[Required work]: Rewrite the rows below, replacing every occurrence of "record the position" with "mark the location" and keeping everything else the same.

[Listing]:

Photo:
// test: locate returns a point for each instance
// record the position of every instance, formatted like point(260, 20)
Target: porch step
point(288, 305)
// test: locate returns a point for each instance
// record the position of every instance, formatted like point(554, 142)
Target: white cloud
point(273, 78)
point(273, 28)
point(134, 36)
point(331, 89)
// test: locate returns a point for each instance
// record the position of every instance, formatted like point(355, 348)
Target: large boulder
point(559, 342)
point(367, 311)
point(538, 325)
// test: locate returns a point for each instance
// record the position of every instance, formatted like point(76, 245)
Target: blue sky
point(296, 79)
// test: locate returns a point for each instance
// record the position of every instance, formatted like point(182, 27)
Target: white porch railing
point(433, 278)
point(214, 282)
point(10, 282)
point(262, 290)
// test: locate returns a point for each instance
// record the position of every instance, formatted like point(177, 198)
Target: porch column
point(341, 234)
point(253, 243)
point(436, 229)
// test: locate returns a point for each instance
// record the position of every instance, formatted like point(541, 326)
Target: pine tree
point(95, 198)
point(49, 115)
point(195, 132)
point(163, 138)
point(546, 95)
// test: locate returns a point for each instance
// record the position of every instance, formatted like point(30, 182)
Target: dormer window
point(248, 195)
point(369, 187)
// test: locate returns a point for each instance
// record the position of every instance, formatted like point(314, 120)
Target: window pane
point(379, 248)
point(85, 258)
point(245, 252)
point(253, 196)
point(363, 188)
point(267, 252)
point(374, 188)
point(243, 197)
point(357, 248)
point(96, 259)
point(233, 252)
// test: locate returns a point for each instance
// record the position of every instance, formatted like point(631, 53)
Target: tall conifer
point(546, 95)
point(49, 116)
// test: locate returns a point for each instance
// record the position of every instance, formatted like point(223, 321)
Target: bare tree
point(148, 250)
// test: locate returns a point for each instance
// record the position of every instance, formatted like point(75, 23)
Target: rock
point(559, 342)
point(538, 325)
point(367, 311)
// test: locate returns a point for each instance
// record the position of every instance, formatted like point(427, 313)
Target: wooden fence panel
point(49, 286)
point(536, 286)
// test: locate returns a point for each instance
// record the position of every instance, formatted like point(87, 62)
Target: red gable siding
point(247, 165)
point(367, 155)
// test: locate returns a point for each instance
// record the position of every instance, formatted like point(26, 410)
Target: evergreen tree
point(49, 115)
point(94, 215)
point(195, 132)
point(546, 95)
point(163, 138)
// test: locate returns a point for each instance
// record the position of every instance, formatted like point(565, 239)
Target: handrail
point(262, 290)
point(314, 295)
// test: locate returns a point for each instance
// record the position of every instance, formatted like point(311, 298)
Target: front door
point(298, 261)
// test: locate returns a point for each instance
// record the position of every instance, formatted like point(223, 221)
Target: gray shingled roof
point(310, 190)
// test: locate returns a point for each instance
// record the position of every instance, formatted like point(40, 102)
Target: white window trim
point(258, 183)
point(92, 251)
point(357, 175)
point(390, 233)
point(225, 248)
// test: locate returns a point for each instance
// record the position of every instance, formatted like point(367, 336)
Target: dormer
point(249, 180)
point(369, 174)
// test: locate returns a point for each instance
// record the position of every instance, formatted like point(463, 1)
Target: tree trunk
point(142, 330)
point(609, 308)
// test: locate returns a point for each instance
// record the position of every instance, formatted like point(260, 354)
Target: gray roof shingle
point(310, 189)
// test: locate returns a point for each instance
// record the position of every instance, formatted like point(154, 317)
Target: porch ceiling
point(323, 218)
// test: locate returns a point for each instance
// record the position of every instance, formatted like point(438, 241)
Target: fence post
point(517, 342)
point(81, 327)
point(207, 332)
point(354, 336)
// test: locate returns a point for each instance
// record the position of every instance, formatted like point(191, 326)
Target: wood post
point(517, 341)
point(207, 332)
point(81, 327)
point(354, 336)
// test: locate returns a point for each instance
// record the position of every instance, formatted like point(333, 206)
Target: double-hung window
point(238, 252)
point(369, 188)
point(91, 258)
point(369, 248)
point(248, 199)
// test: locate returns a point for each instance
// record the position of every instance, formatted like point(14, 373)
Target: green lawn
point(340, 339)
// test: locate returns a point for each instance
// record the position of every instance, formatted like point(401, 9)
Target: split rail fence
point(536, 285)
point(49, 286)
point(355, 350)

[Task answer]:
Photo:
// test: locate returns a point for each instance
// mark the location of every instance, formatted like point(260, 20)
Target: porch step
point(288, 305)
// test: locate returns a point for each instance
// mark the location of every instance, formatted like point(554, 142)
Target: white cloud
point(273, 78)
point(273, 28)
point(134, 36)
point(331, 89)
// test: locate returns a point for each instance
// mark the location of every instance, formatted like point(355, 348)
Target: large boulder
point(559, 342)
point(367, 311)
point(538, 325)
// test: locate returns a point for each instance
// mark the location of every instance, formatted like point(76, 245)
Target: blue sky
point(296, 79)
// test: locate returns a point for each instance
// mark the location of every instance, formatted like point(182, 27)
Target: white porch railing
point(433, 278)
point(214, 282)
point(10, 282)
point(262, 290)
// test: locate returns a point for each instance
// mark the location of every instance, formatted like point(177, 198)
Target: porch column
point(341, 234)
point(253, 243)
point(436, 229)
// test: locate returns a point for each instance
// mark the location of every instance, formatted like point(541, 326)
Target: pine tree
point(95, 198)
point(49, 115)
point(195, 132)
point(163, 138)
point(546, 95)
// test: locate returns a point for each instance
// mark the location of every instance, formatted like point(30, 182)
Target: dormer window
point(248, 195)
point(369, 187)
// test: locate returns a point for each instance
// mark the location of every instance, formatted like point(314, 120)
Target: window pane
point(379, 248)
point(85, 258)
point(245, 252)
point(253, 196)
point(363, 188)
point(267, 252)
point(374, 188)
point(243, 197)
point(357, 248)
point(96, 259)
point(233, 252)
// test: locate returns a point for each instance
// mark the location of every instance, formatted like point(631, 53)
Target: tall conifer
point(546, 95)
point(49, 116)
// test: locate returns a point for each instance
// mark the location of every instance, formatted like point(223, 321)
Target: bare tree
point(148, 250)
// test: locate returns a point for each instance
// mark the location of every instance, formatted like point(75, 23)
Target: rock
point(559, 342)
point(538, 325)
point(367, 311)
// test: locate returns a point for each instance
// mark the location of every instance, formatted like point(427, 313)
Target: wooden fence panel
point(49, 286)
point(536, 286)
// test: locate returns a point for each instance
// mark the location of every instance, formatted like point(87, 62)
Target: red gable siding
point(247, 165)
point(367, 155)
// test: locate returns a point for each instance
// mark the location of every instance, formatted like point(26, 410)
Target: evergreen tree
point(49, 115)
point(94, 215)
point(195, 132)
point(546, 95)
point(163, 138)
// test: locate returns a point for each instance
// mark the location of every instance, formatted like point(565, 239)
Target: handrail
point(262, 290)
point(314, 295)
// test: locate returns a point for each instance
// mark the location of every instance, formatted like point(311, 298)
Target: front door
point(298, 261)
// test: locate returns a point for each instance
// mark the location of every instance, formatted like point(223, 221)
Target: gray shingled roof
point(310, 190)
// test: locate returns a point for each instance
// mark the location of every instance, formatted like point(40, 102)
Target: white window trim
point(258, 183)
point(92, 251)
point(357, 175)
point(390, 233)
point(225, 248)
// test: locate returns a point for each instance
// mark the location of every instance, formatted like point(367, 336)
Target: dormer
point(249, 180)
point(369, 174)
// test: locate returns a point for each instance
// mark the location of every instance, formatted like point(463, 1)
Target: tree trunk
point(142, 330)
point(609, 308)
// test: locate returns a point for each instance
// mark the location of every instance, formatted like point(260, 354)
Target: gray roof shingle
point(310, 189)
// test: locate returns a point for each instance
// mark the location of every instance, formatted like point(154, 317)
Target: porch ceiling
point(323, 218)
// test: locate returns a point for each instance
// mark the location of every instance, formatted like point(438, 241)
Target: fence post
point(517, 342)
point(81, 327)
point(207, 332)
point(354, 336)
// test: locate returns a point for each instance
// mark the location of every instance, formatted like point(191, 326)
Target: wood post
point(517, 341)
point(207, 332)
point(81, 327)
point(354, 336)
// test: locate returns a point for each instance
// mark the location of every instance, formatted like point(333, 206)
Target: double-hung window
point(238, 252)
point(369, 188)
point(91, 258)
point(369, 248)
point(248, 199)
// test: locate returns a point for each instance
// mark the location of every instance, formatted like point(14, 373)
Target: green lawn
point(340, 339)
// test: locate returns a point for each instance
// mark the location of every instance, formatted like point(401, 9)
Target: split rail fence
point(536, 285)
point(49, 286)
point(355, 350)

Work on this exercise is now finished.